(Lista de tareas):
1. Responde estas preguntas sobre el editorial acerca de la sostenibilidad de Barcelona:
(a) ¿En qué fecha se publicó originalmente?
(b) ¿Quién convocó el debate celebrado la semana pasada?
(c) ¿Qué se quiere elaborar con la discusión abierta entre diferentes sectores sociales?
2. Escribe la continuación del editorial sobre la sostenibilidad de Barcelona a partir de su última oración.

La soledad del ciudadano ante la información de fondo

Luís Ángel Fernández Hermana - @luisangelfh
12 diciembre, 2016
Editorial: 55
Fecha de publicación original: 21 enero, 1997

Fecha de publicación: 21/1/1997. Editorial 55.

Libro cerrado no saca letrado

La semana pasada se celebró un interesante debate sobre «Barcelona: Sostenible, Vital y Saludable». Estaba convocado por el Forum Cívico para una Barcelona Sostenible, un paraguas en construcción que agrupa a un amplio abanico de entidades y colectivos sociales de la ciudad empeñado en averiguar si nuestra ciudad, Barcelona, se acerca o no a los principios de la sostenibilidad ecológica. Para deducir algo tan complejo (y tan a contracorriente de los discursos oficialistas), es necesario tener instrumentos que permitan medir toda una serie de parámetros para, finalmente, dibujar una imagen del funcionamiento de la ciudad, de sus ciudadanos, de sus servicios y, en suma de sus expectativas, en relación con los graves problemas ambientales con que aquejamos a nuestro planeta.

Los convocantes dan por supuesto que las estadísticas actuales, que las autoridades blanden para justificar el embellecimiento, mejoramiento y progreso constante de la ciudad, o no son suficientes para desentrañar la sostenibilidad ecológica de Barcelona o no están interpretadas con este objetivo. Por tanto, se ha abierto una discusión entre numerosos y diferentes sectores sociales con el fin de elaborar los «indicadores de sostenibilidad», los criterios que permitirán medir hasta que punto contribuimos a la barbarie contra el planeta y cómo podríamos repararla.

(Registros proporcionados):
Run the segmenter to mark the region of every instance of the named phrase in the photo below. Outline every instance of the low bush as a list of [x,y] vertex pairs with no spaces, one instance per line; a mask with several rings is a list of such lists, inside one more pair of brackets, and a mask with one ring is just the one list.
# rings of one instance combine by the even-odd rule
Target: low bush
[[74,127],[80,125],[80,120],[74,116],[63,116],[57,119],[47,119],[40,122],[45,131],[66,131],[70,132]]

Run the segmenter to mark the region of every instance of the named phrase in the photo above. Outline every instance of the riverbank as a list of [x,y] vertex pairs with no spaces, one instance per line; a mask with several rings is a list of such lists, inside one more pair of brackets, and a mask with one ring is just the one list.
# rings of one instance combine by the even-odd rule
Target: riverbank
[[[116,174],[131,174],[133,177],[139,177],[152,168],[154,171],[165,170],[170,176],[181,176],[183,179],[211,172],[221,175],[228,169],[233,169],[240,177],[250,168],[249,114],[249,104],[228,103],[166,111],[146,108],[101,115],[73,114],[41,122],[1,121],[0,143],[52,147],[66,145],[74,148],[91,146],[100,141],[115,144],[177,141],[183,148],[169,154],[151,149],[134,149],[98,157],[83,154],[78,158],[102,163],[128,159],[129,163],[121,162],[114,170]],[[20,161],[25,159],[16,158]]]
...
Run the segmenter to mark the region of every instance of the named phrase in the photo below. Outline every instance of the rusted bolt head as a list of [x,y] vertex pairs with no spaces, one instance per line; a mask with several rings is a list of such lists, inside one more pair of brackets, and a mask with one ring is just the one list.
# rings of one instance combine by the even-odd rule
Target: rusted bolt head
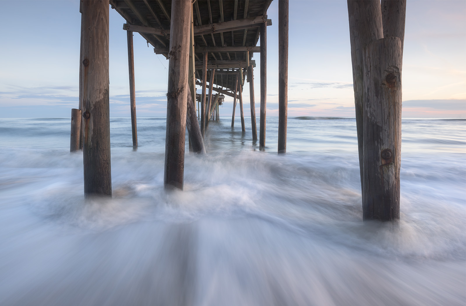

(Resultados):
1.
(a) El 21 de enero de 1997.
(b) El Forum Cívico para una Barcelona Sostenible.
(c) Los «indicadores de sostenibilidad».

2.
El compromiso de los 150 asistentes al debate quedó fuera de toda duda: soportaron estoicamente toda una jornada del sábado, desde las 10 de la mañana a las 7.30 de la tarde, con el breve intervalo del almuerzo, sin despegar el culo de la silla y a pesar de que la sala nos congeló los pies a casi todos. Pero lo que de verdad nos enfrió el alma fue constatar algo que desde luego ya sabíamos de antemano, pero cuya vastedad sólo pertenece al ámbito de la imaginación hasta que llega el duro momento de tener que afrontarlo: la soledad del ciudadano ante la información de fondo. Obtener los datos necesarios para elaborar los famosos indicadores se va a convertir en una tarea titánica, por no decir, en algunos casos, prácticamente imposible. Uno a uno se fueron examinando áreas de la vida urbana cotidiana de las que o no había información, o si la había no estaba disponible, y si estaba disponible no había forma de conseguirla. Barcelona, por ejemplo, no tenía índices de pobreza fiables a la escala de las partes que componen la ciudad, ni siquiera estadísticas de suicidios, lo que sin duda constituye una laguna espectacular si se pretende componer una imagen sobre el estado «mental» de la ciudad. Las estructuras de unidades domésticas, que permitirían ganar una visión avanzada de los cambios que se están operando en los núcleos familiares y la forma como estos influyen en los individuos y en sus expectativas (no digamos ya en sus pautas de consumo), se reveló como una utopía para quien quisiera cargar con semejante tarea. Y así, a lo largo del día, fueron emergiendo las carencias que, por contraposición, iban perfilando la ardua agenda de trabajo de este año.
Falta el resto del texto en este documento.